### Instruction:
Rewrite the regular expressions text, everything from "Example regular expression" down to "English language keyboard.", with "interjection" changed to "exclamation".

### Source document:
---

Regular expressions

Regular expressions (the term comes from a theory of formal languages, but its meaning as it is used in IT is slightly different) allow us to accurately describe the set of text strings matching the search term or phenomenon. For these purposes, wildcards with special meanings are used. Regular expressions are an essential component of the query language. Basically, it is the addition of certain special characters with their own specific meaning into words that we want to search for.

A similar method can be used when searching with the help of the corpus manager, however this offers a much wider range of options. If we want to find all of the forms of the word learn, we do not want to write them out individually and we don’t even want to use lemmatization, it is possible to input the query learn.* – the period represents any character and the asterisk represents any number of repetitions of the preceding (i.e. arbitrary) character. However, it must be kept in mind that the manager finds all words beginning with learn, including for example the word learnability etc. The sequence .* represents any part of a word (or even tag) and is probably the most often used component of a regular expression. Naturally, when typing the query we can use the regular expressions anywhere - at the beginning, in the middle or at the end. The following special characters are used in the KonText interface:

  • period (.) – matches one single unspecified character,
  • interval ({n, k}) - represents n to k repetitions of the preceding character or larger unit; if k is omitted ({n,}), the interval matches a minimum of n repetitions, and if the interval is {n}, it matches exactly n repetitions;
  • asterisk (*) – indicates any number of repetitions, i.e. zero or more occurrences, of the preceding element (character or unit, making it equivalent to {0,}
  • plus (+) - indicates one or more occurrences of the preceding element, the same as {1,}
  • question mark (?) - indicates zero or one occurrences of the preceding element, identical to {0,1}
  • list ([]) – represents an alternative. It gives the option of choosing one arbitrary character from the set contained by the square brackets; if the first item on the list of characters is a caret (^), the list is negated and therefore matches one arbitrary character which is not one of those in the square brackets; it is also possible to use a hyphen in the list (-) as a range operator (e.g. [a-z], [1-9]),
  • vertical bar (|) – also represents an alternative, although not between individual characters, but entire strings forming a whole,
  • round brackets - any part of the expression can be placed into round brackets, creating a unit and in doing so influence the priority of its evaluation. It is also possible to apply to it the quantifiers mentioned above, which would otherwise apply only to one (preceding) character,
  • backslash (\) – if one of the special characters is preceded by a backslash, the given character loses its special functions (which enables us to e.g. find specific punctuation marks).

Examples of how regular expressions may be used can be found in the following table:

Example regular expression
all forms of the word sing sing.*
the word god with either a lowercase or uppercase first letter [gG]od
period as a punctuation mark \.
all prefixed derivations of the word activate .+activate
different lengths of the interjection haha ha(ha)+
two spelling variants of related forms: practise and practice practise|practice or practi[sc]e
any number consisting of three or four digits [0-9]{3,4}

Keyboard shortcuts

On the Czech keyboard of the MS Windows system, some special characters can be typed with the help of keyboard shortcuts (the most widely used shortcuts are available in the table below). In most other operating systems the special characters are usually accessible with the combination of AltGr (Linux), or Alt (Mac OS X), and the key on which the given character is usually located on the English language keyboard.

| vertical bar AltGr + Shift + under “Backspace” or Alt + W
{} curly brackets AltGr + 9, AltGr + 0 or Alt + B, Alt + N
[] square brackets Alt + F, Alt + G
^ caret Alt + š (or 3)
\ backslash Ctrl + Alt + Q

---

### Record list:
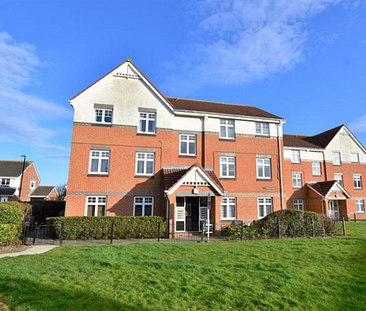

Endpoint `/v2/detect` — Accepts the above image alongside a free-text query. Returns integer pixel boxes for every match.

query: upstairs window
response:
[136,152,155,176]
[291,150,301,163]
[356,199,365,213]
[332,152,341,165]
[0,178,10,187]
[133,197,154,216]
[351,153,360,163]
[255,122,269,136]
[89,150,109,175]
[95,108,113,124]
[220,120,235,139]
[139,112,156,134]
[221,198,236,220]
[179,134,196,156]
[257,157,272,179]
[86,197,107,216]
[312,162,322,176]
[294,199,304,211]
[292,172,302,188]
[334,173,343,187]
[258,198,273,218]
[220,157,235,178]
[29,180,36,189]
[353,174,362,189]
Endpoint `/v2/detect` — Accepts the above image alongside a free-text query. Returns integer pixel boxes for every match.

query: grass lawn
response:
[0,223,366,311]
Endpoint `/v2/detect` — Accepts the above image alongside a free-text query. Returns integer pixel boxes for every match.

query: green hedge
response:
[46,216,166,240]
[228,210,337,239]
[0,202,29,245]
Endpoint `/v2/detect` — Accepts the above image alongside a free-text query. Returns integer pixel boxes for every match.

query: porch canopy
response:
[306,180,351,199]
[163,163,225,196]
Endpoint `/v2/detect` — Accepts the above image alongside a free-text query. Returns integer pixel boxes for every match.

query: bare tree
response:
[56,183,67,201]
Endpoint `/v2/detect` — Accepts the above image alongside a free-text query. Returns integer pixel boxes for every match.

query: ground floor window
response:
[258,198,273,218]
[221,198,236,220]
[356,199,365,213]
[294,199,304,211]
[133,197,154,216]
[86,197,107,216]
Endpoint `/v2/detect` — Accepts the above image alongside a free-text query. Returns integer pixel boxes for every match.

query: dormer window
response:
[138,108,156,134]
[95,108,113,124]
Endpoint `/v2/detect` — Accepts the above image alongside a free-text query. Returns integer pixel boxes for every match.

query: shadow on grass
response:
[0,278,150,311]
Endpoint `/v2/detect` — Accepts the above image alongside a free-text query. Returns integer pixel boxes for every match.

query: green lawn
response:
[0,223,366,311]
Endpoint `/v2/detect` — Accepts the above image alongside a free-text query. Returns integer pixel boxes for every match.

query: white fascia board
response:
[174,110,286,124]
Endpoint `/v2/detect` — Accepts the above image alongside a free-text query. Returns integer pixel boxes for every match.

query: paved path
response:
[0,245,57,260]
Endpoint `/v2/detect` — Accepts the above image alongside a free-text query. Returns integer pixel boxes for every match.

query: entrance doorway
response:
[329,200,339,219]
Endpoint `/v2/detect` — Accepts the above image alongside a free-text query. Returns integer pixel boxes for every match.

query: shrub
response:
[46,216,166,240]
[0,202,29,245]
[228,209,336,239]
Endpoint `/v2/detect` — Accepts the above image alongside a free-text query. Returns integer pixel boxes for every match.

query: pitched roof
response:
[283,134,323,149]
[163,163,224,191]
[283,124,345,149]
[0,187,16,197]
[29,186,55,197]
[0,160,33,177]
[166,97,283,119]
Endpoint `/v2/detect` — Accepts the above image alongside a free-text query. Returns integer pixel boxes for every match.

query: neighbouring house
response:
[29,186,58,201]
[66,60,366,233]
[0,160,55,202]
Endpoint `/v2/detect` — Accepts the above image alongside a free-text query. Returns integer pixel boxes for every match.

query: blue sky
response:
[0,0,366,184]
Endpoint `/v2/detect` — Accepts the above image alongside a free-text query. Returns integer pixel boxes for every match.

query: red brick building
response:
[66,60,366,232]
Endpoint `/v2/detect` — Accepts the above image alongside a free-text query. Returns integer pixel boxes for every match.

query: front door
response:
[329,201,339,219]
[186,197,199,231]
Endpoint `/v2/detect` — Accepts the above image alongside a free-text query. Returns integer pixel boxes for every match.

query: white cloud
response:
[164,0,339,92]
[0,31,71,152]
[349,114,366,133]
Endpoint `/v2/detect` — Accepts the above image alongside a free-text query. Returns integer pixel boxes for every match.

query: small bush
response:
[0,202,29,245]
[47,216,166,240]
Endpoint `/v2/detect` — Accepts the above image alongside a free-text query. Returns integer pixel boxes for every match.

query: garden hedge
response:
[46,216,166,240]
[0,202,29,245]
[228,209,336,239]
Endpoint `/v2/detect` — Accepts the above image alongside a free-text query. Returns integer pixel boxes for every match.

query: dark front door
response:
[186,197,199,231]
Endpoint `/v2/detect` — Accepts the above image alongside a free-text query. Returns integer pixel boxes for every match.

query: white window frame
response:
[84,195,107,217]
[351,152,360,163]
[294,199,304,212]
[133,196,154,217]
[311,162,322,176]
[255,122,270,136]
[138,111,157,135]
[29,180,36,189]
[135,152,155,176]
[333,173,344,187]
[291,150,301,163]
[353,174,362,189]
[179,134,197,157]
[94,108,113,124]
[220,197,236,220]
[256,156,272,179]
[332,151,342,165]
[220,156,236,179]
[356,199,365,214]
[219,119,235,140]
[89,149,111,175]
[292,172,302,189]
[257,197,273,219]
[0,178,10,187]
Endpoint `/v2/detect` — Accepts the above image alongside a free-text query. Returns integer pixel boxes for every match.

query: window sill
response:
[219,137,236,141]
[134,175,154,178]
[136,132,156,136]
[88,173,109,177]
[179,154,197,158]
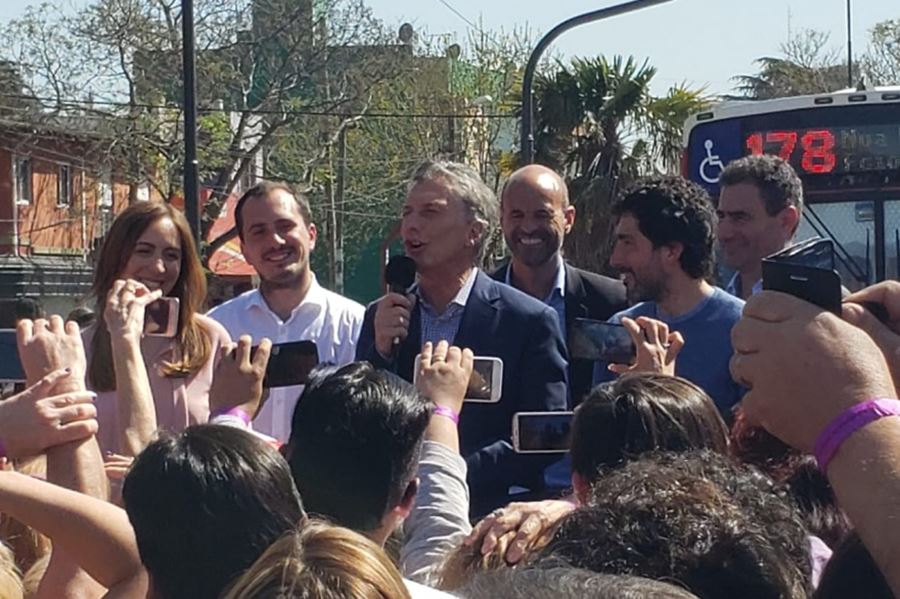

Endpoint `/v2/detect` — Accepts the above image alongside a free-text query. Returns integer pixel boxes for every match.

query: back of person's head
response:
[731,410,850,546]
[543,452,810,599]
[223,520,409,599]
[719,154,803,221]
[13,297,47,323]
[122,425,304,599]
[456,566,696,599]
[613,175,716,279]
[813,532,894,599]
[288,362,432,532]
[570,373,728,483]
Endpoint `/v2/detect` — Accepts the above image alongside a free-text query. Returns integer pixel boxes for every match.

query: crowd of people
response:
[0,156,900,599]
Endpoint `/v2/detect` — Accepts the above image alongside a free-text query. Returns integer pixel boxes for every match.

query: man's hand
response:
[843,281,900,388]
[0,370,97,458]
[416,341,474,414]
[731,291,896,452]
[373,293,415,357]
[463,499,575,564]
[16,315,87,392]
[103,279,162,342]
[209,335,272,418]
[609,316,684,376]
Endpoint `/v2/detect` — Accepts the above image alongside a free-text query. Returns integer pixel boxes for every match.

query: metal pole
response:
[520,0,672,164]
[181,0,200,246]
[847,0,853,87]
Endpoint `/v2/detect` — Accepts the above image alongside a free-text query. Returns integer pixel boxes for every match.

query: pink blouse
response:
[82,314,231,453]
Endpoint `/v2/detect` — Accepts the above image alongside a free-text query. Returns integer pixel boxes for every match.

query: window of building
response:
[99,168,113,210]
[56,164,72,208]
[13,156,31,204]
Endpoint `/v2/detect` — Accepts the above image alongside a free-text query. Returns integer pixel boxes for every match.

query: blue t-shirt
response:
[594,287,745,420]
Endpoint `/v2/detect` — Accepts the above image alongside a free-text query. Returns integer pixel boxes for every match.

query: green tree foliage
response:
[535,56,707,272]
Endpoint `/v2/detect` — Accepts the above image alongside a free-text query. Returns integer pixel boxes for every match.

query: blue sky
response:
[0,0,900,93]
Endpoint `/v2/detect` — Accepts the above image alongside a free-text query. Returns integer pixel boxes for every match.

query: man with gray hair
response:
[356,161,568,515]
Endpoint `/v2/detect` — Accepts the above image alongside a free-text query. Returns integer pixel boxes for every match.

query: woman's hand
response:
[103,279,162,343]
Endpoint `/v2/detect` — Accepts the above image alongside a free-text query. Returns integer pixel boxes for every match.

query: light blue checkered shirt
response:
[725,272,762,297]
[415,268,478,345]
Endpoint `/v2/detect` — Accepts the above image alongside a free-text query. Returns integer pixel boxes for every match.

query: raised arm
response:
[17,316,108,598]
[731,292,900,594]
[103,280,162,457]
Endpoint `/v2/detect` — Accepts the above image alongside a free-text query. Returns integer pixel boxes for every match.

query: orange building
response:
[0,118,158,328]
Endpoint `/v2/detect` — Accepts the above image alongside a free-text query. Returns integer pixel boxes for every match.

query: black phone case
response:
[762,260,841,315]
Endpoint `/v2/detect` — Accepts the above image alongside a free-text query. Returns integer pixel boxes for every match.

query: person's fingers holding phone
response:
[609,316,683,375]
[416,341,474,413]
[209,335,272,418]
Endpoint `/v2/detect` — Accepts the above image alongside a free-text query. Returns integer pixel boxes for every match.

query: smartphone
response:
[0,329,25,383]
[250,341,319,389]
[413,354,503,403]
[144,297,179,337]
[762,239,843,316]
[512,412,575,453]
[569,318,637,364]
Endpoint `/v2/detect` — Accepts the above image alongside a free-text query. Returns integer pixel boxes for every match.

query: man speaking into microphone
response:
[356,161,567,515]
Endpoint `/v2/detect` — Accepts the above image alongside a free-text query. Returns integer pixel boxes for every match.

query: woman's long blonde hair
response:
[88,202,212,391]
[223,520,411,599]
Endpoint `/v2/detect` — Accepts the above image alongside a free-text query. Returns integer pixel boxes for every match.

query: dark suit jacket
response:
[491,263,628,405]
[356,272,568,513]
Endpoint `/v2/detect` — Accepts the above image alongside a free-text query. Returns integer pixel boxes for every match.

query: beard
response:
[506,232,560,268]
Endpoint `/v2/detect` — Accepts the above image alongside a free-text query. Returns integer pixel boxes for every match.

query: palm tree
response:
[535,56,707,271]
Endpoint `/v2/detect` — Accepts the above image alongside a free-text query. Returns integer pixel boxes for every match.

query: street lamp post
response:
[181,0,200,249]
[521,0,672,164]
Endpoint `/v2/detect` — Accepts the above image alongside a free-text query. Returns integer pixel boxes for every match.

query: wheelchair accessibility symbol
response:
[700,139,725,185]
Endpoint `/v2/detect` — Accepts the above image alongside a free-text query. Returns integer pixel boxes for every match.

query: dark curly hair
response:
[541,451,811,599]
[719,154,803,224]
[569,373,728,482]
[612,175,716,279]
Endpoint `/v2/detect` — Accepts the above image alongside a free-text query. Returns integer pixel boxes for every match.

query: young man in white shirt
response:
[209,181,365,441]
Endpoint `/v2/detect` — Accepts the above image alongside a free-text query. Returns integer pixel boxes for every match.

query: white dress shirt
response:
[207,276,365,442]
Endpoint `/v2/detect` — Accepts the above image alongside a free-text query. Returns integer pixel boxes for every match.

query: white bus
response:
[682,87,900,289]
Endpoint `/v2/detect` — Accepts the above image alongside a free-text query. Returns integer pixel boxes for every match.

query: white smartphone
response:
[144,297,180,337]
[413,354,503,403]
[512,412,575,453]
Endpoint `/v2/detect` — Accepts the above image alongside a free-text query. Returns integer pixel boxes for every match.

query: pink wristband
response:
[209,408,253,426]
[434,406,459,424]
[813,399,900,472]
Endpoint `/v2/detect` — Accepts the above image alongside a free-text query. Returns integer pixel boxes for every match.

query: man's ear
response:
[308,225,319,251]
[572,472,591,505]
[392,478,419,519]
[778,206,800,239]
[563,204,575,235]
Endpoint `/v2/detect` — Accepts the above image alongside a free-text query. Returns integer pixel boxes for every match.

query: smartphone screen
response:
[413,355,503,403]
[513,412,574,453]
[569,318,637,364]
[144,297,179,337]
[251,341,319,389]
[0,329,25,382]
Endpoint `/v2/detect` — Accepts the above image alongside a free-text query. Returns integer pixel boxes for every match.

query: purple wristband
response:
[813,399,900,472]
[434,406,459,424]
[209,408,253,426]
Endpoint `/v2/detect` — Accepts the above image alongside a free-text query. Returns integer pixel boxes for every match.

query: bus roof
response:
[684,86,900,147]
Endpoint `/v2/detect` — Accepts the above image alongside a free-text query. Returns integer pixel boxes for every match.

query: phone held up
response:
[569,318,637,364]
[250,341,319,389]
[413,356,503,403]
[144,297,180,337]
[512,412,575,453]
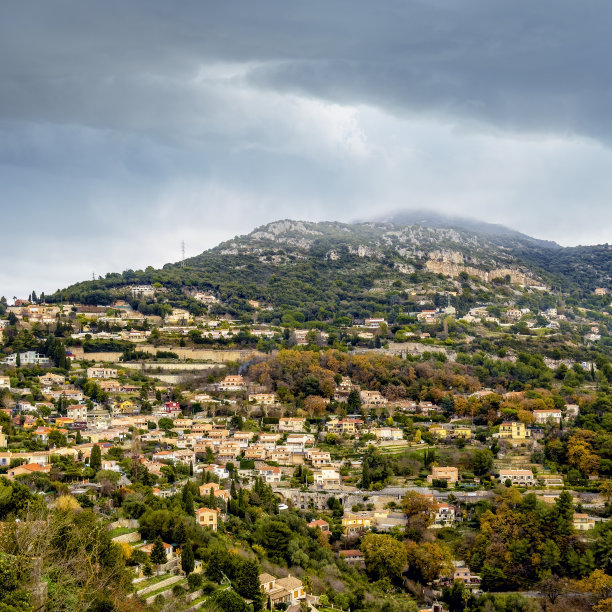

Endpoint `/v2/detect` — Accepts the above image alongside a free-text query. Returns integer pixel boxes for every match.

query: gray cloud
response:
[0,0,612,297]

---

### Final result:
Example regular expression
all forms of the word sing sing.*
the word god with either a lowercase or uppercase first letter [gG]od
period as a punctuation mark \.
all prefixed derivations of the word activate .+activate
different lengths of the exclamation haha ha(ha)+
two spelling variants of related forms: practise and practice practise|practice or practi[sc]e
any number consisting of three or four digits [0-9]{3,4}

Keyboard shortcuts

On the Czech keyboard of the MS Windows system, some special characters can be typed with the help of keyboard shortcuts (the most widely used shortcuts are available in the table below). In most other operating systems the special characters are usually accessible with the combination of AltGr (Linux), or Alt (Mac OS X), and the key on which the given character is usually located on the English language keyboard.